• **Description of the task**:
Continue the Radio Free AWP giveaway post from where it stops.

• **Selected text**:
As always, simply e-mail me (only once today) at firstname.lastname@example.org to enter. Today only, be sure to include in your title the secret words, which tell an untruth about Radio Free AWP, unless you're going for that Larger Truth Kind of Truth, like Winston Churchill meant when he said, "This is not the end. It is not even the beginning f the end. It 'tis, perhaps, the end of the beginning, haw haw, bring me my brandy." The secret words:
This is not the end
One signed copy of Bill Peschel’s. Writers Gone Wild: The Feuds, Frolics and Follies of Literature's Great Adventurers, Drunkards, Lovers, Iconoclasts, and Misanthropes," from Penguin Perigee. In 200 stories and anecdotes, Bill dishes the goods about authors such as Shakespeare, Upton Sinclair, Virginia Woolf, Sylvia Plath, Edith Wharton, and Norman Mailer. Look for Bill’s podcast today.
Ninth Letter, one of the best and most graphically innovative literary journals in the country is offering a free year’s subscription’s. Work published in Ninth Letter has been selected for many awards anthologies such as Best American Nonrequired Reading, The Pushcart Prize, Best American Short Stories, Best Creative Nonfiction, Best New Fantasy, Best New Poets, and New Stories from the Midwest. The journal has also received many national and international awards for graphic design. In 2005 Ninth Letter was named Best New Literary Journal by the Council of Learned Journals, an affiliate of the Modern Language Association. Look for the Ninth Letter podcast today.
Also from our friends at Ninth Letter: a “Ninth Letter” T-shirt. I have one of these shirts, and not only does it feel great and make me look cool, I get questions all the time on what "Ninth Letter" means. There’s a man who lives in town along the route where I walk my two boys home from school. He lies flat on his back on the sidewalk in front of his house conducting business on his cell phone. My children call him “the dead guy.” Just a few months ago he rose to a vertical position to ask me about my shirt. So you can see this shirt will raise the dead.

• **Data supplied**:
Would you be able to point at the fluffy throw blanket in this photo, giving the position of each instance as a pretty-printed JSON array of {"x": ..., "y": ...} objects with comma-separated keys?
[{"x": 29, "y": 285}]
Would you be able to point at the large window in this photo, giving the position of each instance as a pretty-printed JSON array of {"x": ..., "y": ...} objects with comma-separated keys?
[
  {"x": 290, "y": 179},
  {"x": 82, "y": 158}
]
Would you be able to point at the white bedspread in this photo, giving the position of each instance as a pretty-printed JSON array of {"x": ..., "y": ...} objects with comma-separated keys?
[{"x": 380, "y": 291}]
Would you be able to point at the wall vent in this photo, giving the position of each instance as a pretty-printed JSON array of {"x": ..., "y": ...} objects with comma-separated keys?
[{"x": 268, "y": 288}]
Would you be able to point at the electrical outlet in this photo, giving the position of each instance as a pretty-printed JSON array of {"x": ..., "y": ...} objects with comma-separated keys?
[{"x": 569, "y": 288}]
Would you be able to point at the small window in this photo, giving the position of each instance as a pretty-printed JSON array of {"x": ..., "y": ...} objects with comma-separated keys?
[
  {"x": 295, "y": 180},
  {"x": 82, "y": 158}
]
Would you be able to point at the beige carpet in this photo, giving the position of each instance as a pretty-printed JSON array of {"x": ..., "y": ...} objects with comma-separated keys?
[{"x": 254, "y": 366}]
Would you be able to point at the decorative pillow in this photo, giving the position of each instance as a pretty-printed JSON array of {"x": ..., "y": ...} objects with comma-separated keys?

• **Output**:
If you’re at the conference, check out editor Jodee Stanley at a panel Saturday, 10:30-11:45, Ambassador Ballroom, Omni Shoreham Hotel, West Lobby, called “The 1960 National Book Award Revisited: What Makes Fiction Last?” What do we value most highly in fiction, and what gets cast aside by the way we define “ambition”?
And later on Saturday, off-site, 7-10 p.m. “Monster Mags of the Midwest.” Free, at Bread & Brew.
Press 53 would like to give away a signed copy of One Last Good Time by Michael Kardos, who co-directs the creative writing program at Mississippi State University. His short stories were cited as Notable Stories in the 2009 and 2010 editions of Best American Short Stories and have appeared in The Southern Review, Crazyhorse, Prairie Schooner, Pleiades, Blackbird, and many other magazines and anthologies. Look for his podcast today.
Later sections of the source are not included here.